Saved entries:
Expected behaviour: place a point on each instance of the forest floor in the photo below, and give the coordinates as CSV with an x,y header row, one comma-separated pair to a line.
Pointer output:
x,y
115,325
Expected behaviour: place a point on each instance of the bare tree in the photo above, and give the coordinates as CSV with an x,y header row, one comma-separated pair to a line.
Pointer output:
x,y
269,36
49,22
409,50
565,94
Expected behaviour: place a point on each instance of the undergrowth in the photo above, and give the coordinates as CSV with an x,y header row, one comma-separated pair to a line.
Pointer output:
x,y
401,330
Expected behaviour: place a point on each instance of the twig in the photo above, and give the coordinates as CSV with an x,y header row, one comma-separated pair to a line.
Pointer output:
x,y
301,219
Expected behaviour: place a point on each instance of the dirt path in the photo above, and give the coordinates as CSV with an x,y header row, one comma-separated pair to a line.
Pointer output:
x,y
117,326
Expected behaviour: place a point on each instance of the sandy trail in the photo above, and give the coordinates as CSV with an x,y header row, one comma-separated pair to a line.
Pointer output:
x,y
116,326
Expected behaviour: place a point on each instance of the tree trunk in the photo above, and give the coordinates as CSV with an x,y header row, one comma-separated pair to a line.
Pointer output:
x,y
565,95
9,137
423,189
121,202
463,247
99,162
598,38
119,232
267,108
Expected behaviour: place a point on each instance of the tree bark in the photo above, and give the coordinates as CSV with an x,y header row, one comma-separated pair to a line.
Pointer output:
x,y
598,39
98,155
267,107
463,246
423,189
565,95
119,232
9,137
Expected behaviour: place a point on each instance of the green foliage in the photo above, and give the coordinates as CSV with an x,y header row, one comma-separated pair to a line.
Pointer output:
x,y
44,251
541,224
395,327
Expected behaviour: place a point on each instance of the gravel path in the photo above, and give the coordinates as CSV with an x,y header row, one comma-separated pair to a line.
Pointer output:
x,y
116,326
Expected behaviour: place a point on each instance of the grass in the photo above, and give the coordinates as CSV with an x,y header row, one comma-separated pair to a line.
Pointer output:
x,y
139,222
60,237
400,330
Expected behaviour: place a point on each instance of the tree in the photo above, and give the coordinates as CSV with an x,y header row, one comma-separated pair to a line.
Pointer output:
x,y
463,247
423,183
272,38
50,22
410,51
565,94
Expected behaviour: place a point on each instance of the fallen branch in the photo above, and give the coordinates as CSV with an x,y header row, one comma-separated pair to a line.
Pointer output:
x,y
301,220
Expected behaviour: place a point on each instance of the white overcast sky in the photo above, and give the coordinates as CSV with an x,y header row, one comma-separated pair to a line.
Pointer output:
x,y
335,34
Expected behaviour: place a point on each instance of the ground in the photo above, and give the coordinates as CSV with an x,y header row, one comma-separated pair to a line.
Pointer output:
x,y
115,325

WHAT IS NEEDED:
Write out all the lines above again, swapping "Pointer output" for "Marked points" wherever it appears and leaving everything else unchanged.

IN RESPONSE:
Expected behaviour: place a point on each instance of the forest floor in the photo below, and give the coordinates as CSV with an x,y header row, one comma-separated pair to a line.
Marked points:
x,y
115,325
Expected behaviour: place a point on each instance of the bare tree in the photo above, and give the coordinates as CSV with an x,y header row, one comma-separated pair to a line.
Marked points:
x,y
269,36
49,22
409,50
565,94
Expected behaviour: place a point on each instance of the undergrowth in the photo above, and give the coordinates as CSV with an x,y header row, one comma-separated pair to a line.
Marked points:
x,y
401,330
Expected behaviour: place a point on each instance of the twig in the photo above, and give the coordinates as CSV with an x,y header row, one comma-separated pair to a line.
Marked points:
x,y
301,219
Expected behaviour: place a point on each instance of the dirt path in the photo above, and give the coordinates as CSV with an x,y header row, one comma-separated pair to a line.
Marked points:
x,y
117,326
Expected behaviour: place a point on each instance of the sandy trail in the photo above, and give the coordinates as CSV with an x,y header row, one comma-separated pair to a line.
Marked points:
x,y
116,326
Expected behaviour: place a point on each instance of the tree trunk in the photo above, and give the coordinates as CSV with an x,y header row, one comma-separated pair to a line.
Marked points:
x,y
565,95
9,137
423,189
121,202
463,247
99,162
598,38
119,232
267,108
Expected behaviour: place a point on each instance of the tree bark in the photo above, and give the coordinates as CSV with an x,y header row, one comma-separated pair to a line.
Marked points:
x,y
598,39
98,155
267,107
463,246
423,189
565,95
119,232
9,137
Expected behaviour: place a point on each instance of the green foliage in the photo above, and give the coordinates as CSV with an x,y header row, one comma-separated pair to a line.
Marked points:
x,y
44,251
541,224
395,327
Expected behaviour: place a point on each instance of the gravel path in the photo above, and give the coordinates as CSV with an x,y header row, one comma-separated pair to a line.
Marked points:
x,y
116,326
Expected behaviour: place a point on each instance of the grass in the photo above, and give the coordinates as CSV with an x,y header row, one comma-separated pair to a line.
Marked points:
x,y
139,222
60,237
400,330
Expected behaviour: place a point on each instance of the tree in the photo above, and give the coordinates as CSV with an x,y header row, one comma-separated pair to a line.
Marked points:
x,y
463,247
423,183
272,38
50,22
410,51
565,94
Expected behaviour: place a point on each instance of the fallen branch in the photo above, and give the coordinates as CSV with an x,y header row, one comma-separated pair to a line.
Marked points:
x,y
301,220
Expected behaviour: place a point on each instance of the white overcast sky in the photo above, and give the coordinates as CSV with an x,y header row, one comma-separated pair to a line.
Marked points:
x,y
335,34
Expected behaviour: place a point on each instance of the ground in the photo above, and give the coordinates as CSV with an x,y header row, one comma-separated pair to a line.
Marked points:
x,y
115,325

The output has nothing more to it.